- **Data records**:

'''

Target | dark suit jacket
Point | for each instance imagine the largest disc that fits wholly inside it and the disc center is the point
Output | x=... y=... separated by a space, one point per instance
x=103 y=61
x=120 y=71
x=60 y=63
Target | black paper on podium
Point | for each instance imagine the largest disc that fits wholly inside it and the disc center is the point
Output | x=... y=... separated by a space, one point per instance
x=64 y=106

'''
'''

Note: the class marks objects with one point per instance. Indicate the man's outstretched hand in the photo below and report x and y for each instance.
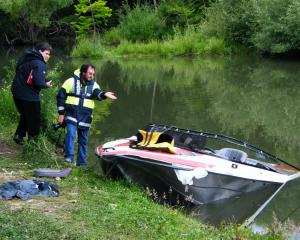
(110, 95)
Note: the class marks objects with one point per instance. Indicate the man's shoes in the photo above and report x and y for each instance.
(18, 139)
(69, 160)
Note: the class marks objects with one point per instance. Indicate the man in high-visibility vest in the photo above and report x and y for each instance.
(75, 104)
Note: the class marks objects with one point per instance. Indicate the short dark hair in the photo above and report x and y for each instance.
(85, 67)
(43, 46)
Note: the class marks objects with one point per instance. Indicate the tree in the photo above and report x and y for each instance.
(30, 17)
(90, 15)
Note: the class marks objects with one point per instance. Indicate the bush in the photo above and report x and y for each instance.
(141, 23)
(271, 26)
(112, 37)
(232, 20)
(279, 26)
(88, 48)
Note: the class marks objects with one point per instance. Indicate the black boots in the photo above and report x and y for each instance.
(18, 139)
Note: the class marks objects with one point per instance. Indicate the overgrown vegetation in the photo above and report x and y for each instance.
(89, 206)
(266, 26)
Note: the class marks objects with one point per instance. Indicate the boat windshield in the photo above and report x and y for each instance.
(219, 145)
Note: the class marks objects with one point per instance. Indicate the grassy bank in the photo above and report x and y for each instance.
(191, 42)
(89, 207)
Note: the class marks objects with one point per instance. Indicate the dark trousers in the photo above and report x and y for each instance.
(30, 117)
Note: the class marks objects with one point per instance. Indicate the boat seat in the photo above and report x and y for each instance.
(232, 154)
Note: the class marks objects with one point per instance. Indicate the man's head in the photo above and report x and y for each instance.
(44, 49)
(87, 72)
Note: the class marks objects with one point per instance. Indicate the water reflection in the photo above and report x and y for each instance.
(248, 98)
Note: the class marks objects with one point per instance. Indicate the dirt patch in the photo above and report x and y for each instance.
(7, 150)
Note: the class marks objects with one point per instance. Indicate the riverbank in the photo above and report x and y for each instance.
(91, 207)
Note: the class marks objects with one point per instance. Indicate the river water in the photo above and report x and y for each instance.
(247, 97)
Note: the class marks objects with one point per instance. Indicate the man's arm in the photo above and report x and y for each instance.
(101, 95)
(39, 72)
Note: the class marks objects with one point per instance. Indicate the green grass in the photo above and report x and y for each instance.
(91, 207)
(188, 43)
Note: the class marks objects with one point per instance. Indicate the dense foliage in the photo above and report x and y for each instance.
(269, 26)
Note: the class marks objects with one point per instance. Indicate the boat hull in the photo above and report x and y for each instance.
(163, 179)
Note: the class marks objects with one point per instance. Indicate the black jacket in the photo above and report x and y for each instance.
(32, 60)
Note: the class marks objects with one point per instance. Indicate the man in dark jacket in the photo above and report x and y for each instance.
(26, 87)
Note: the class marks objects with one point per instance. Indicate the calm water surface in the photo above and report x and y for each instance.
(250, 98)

'''
'''

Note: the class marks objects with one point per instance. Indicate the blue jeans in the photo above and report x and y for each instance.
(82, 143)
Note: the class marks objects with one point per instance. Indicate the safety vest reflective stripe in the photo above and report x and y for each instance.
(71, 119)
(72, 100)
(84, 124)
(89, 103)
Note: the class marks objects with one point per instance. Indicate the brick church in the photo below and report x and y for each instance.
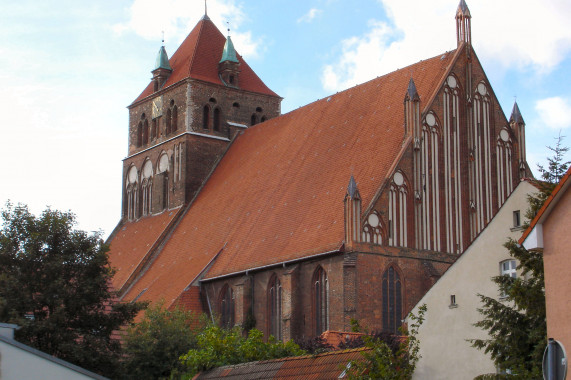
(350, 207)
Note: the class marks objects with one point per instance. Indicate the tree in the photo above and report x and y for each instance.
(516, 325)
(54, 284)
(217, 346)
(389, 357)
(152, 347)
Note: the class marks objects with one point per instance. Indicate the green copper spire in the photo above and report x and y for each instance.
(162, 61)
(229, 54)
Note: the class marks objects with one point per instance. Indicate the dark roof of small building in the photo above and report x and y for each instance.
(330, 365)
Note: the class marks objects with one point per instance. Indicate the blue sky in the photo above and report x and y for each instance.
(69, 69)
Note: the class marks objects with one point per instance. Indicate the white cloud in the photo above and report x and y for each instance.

'''

- **Goal of the exercise**: Check each line above for the string "Target" and show the ones that have it.

- **Output for this task**:
Target | dark suit jacket
Target | black paper on podium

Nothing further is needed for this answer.